─── Quoted text ───
The annual saving to Amazon from this cost-cutting move is roughly what Bezos – whose net worth is $110 billion -- makes in two hours. (Bezos’s nearly-completed D.C. mansion will have 2 elevators, 25 bathrooms, 11 bedrooms, and a movie theater.)
GE’s CEO Larry Culp is also a member of the Business Roundtable. Two months after he made the commitment to all his stakeholders, General Electric froze the pensions of 20,000 workers in order to cut costs. Culp raked in $15 million last year.
The list goes on. Just in time for the holidays, US Steel announced 1,545 layoffs at two plants in Michigan. Last year, five US Steel executives received an average compensation package of $4.8 million, a 53 percent increase over 2017.
Instead of a holiday bonus this year, Walmart offered its employees a 15 percent store discount. Oh, and did I say? Walmart saved $2.2 billion this year from the Trump tax cut.
The giant tax cut itself was a product of the Business Roundtable’s extensive lobbying, lubricated by its generous campaign donations. Several of its member corporations, including Amazon and General Motors, wound up paying no federal income taxes at all last year.
─── Listed records ───
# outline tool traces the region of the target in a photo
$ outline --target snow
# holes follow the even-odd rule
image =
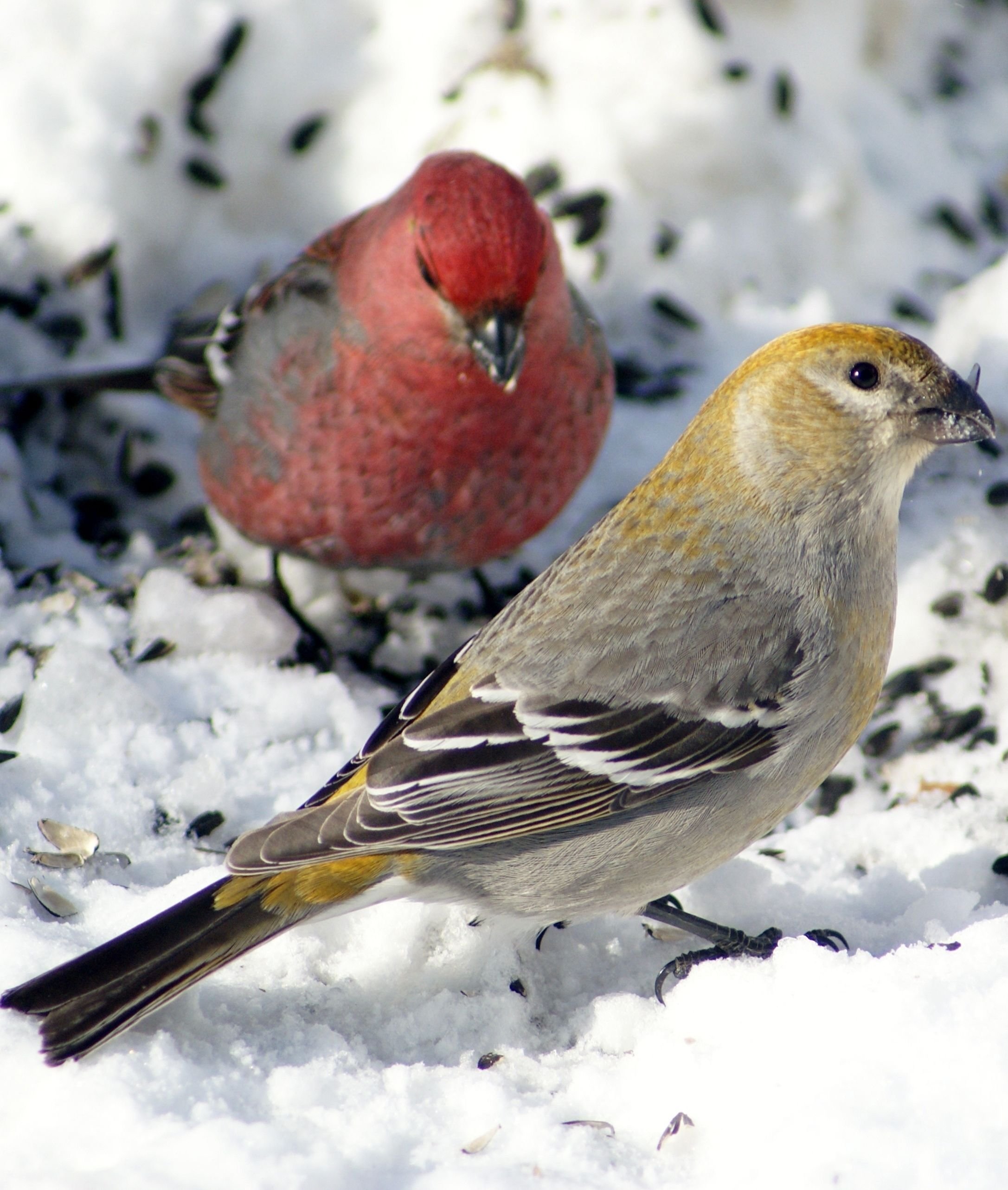
[[[502,14],[519,10],[506,37]],[[183,121],[184,92],[238,17],[248,36],[205,105],[206,140]],[[552,162],[547,209],[607,195],[589,243],[557,221],[570,275],[614,353],[689,365],[684,392],[618,403],[588,482],[516,562],[490,568],[495,582],[555,556],[719,378],[793,326],[894,321],[963,371],[978,361],[1008,420],[1008,8],[995,0],[0,0],[0,288],[38,299],[30,318],[0,312],[4,377],[149,358],[207,282],[238,289],[281,265],[439,148],[522,174]],[[293,155],[287,138],[317,113],[328,123]],[[145,115],[159,130],[148,154]],[[194,183],[192,157],[227,184]],[[662,225],[676,243],[658,255]],[[121,338],[101,276],[61,280],[113,242]],[[657,295],[699,330],[657,313]],[[54,314],[86,328],[71,358]],[[15,411],[0,433],[0,703],[24,695],[0,737],[17,753],[0,766],[2,987],[211,881],[228,839],[356,751],[395,699],[376,675],[422,669],[478,622],[467,577],[337,582],[288,562],[302,608],[374,671],[277,662],[286,615],[220,585],[218,553],[180,545],[201,502],[196,432],[155,397],[107,393],[50,400],[20,427]],[[150,463],[174,482],[140,496]],[[907,494],[891,668],[954,664],[881,707],[839,765],[853,788],[834,814],[814,794],[683,894],[705,916],[784,929],[770,960],[701,966],[662,1007],[655,976],[685,942],[638,921],[549,931],[537,952],[527,928],[470,926],[464,906],[364,909],[273,941],[79,1064],[45,1067],[35,1027],[0,1015],[5,1180],[1000,1186],[1008,879],[991,863],[1008,852],[1008,599],[982,593],[1008,558],[1008,506],[985,499],[1004,481],[1003,457],[963,446]],[[94,491],[118,513],[86,541],[73,502]],[[246,578],[267,578],[261,552],[227,544]],[[952,593],[959,614],[931,609]],[[361,601],[383,634],[355,618]],[[143,659],[158,638],[176,647]],[[972,726],[943,739],[971,708]],[[893,724],[887,750],[870,743]],[[224,823],[187,837],[208,810]],[[26,847],[48,850],[42,818],[95,831],[99,851],[31,864]],[[77,913],[50,915],[31,876]],[[852,953],[801,937],[816,926]],[[659,1150],[680,1111],[691,1125]]]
───
*Work to complete:*
A: Update the listing above by replacing "snow" with "frost" and leaving everything else as it is. Omit the picture from your answer.
B: Continue the passage on corporate cost-cutting and executive pay, beginning after its final sentence.

*Answers provided:*
A:
# outline tool traces the region of the target in a photo
$ outline --target frost
# holes follow the even-odd rule
image =
[[[502,14],[519,10],[506,37]],[[183,121],[184,92],[238,17],[248,36],[205,105],[206,140]],[[552,162],[547,209],[607,195],[589,243],[557,221],[570,275],[614,353],[689,365],[684,392],[618,403],[588,482],[516,562],[490,568],[495,582],[555,556],[719,378],[793,326],[894,321],[963,371],[978,361],[1008,420],[1008,8],[995,0],[0,0],[0,288],[38,299],[30,318],[0,312],[4,377],[149,358],[207,282],[238,289],[281,265],[439,148],[522,174]],[[293,155],[287,138],[317,113],[328,123]],[[145,115],[159,130],[148,154]],[[194,183],[192,157],[227,184]],[[662,225],[676,243],[658,255]],[[121,338],[101,276],[61,280],[113,242]],[[657,295],[699,330],[657,313]],[[54,314],[86,328],[71,358]],[[15,411],[0,433],[0,703],[24,695],[0,737],[17,753],[0,766],[2,987],[211,881],[228,839],[356,751],[395,699],[376,675],[422,669],[478,622],[467,577],[337,582],[288,562],[302,608],[374,671],[277,662],[286,615],[220,585],[218,553],[180,545],[201,502],[196,432],[155,397],[107,393],[50,400],[20,427]],[[150,463],[174,482],[140,496]],[[907,494],[891,668],[954,664],[881,707],[839,765],[853,788],[834,814],[814,794],[683,894],[705,916],[784,929],[770,960],[701,966],[662,1007],[655,976],[685,942],[638,921],[549,931],[537,952],[527,928],[470,926],[464,906],[364,909],[273,941],[79,1064],[45,1067],[35,1027],[0,1015],[5,1180],[1000,1186],[1008,879],[991,863],[1008,852],[1008,599],[982,593],[1008,558],[1008,506],[985,499],[1004,481],[1003,457],[963,446]],[[94,491],[118,513],[86,541],[73,502]],[[246,578],[267,578],[261,552],[227,544]],[[952,593],[959,614],[931,609]],[[361,601],[383,634],[355,618]],[[143,659],[158,638],[176,647]],[[972,726],[943,739],[971,708]],[[893,724],[887,750],[870,743]],[[224,823],[187,837],[208,810]],[[26,847],[48,850],[42,818],[95,831],[99,851],[31,864]],[[77,913],[50,915],[31,876]],[[852,953],[801,937],[816,926]],[[659,1150],[680,1111],[691,1125]]]

B:
Not incidentally, the tax cut will result in less federal money for services on which Americans and their communities rely.
The truth is, American corporations are sacrificing workers and communities as never before, in order to further boost record profits and unprecedented CEO pay.
Americans know this. In the most recent Pew survey, a record 73 percent of U.S. adults (including 62 percent of Republicans and 71 percent of Republicans earning less than $30,000 a year) believe major corporations have too much power. And 65 percent believe they make too much profit.
The only way to make corporations socially responsible is through laws requiring them to be – for example, giving workers a bigger voice in corporate decision making, making corporations pay severance to communities they abandon, raising corporate taxes, busting up monopolies, and preventing dangerous products (including faulty airplanes) from ever reaching the light of day.  
If the Business Roundtable and other corporations were truly socially responsible, they’d support such laws. Don’t hold your breath.  
The only way to get such laws enacted is by reducing corporate power and getting big money out of politics.
The first step is to see corporate social responsibility for the con it is.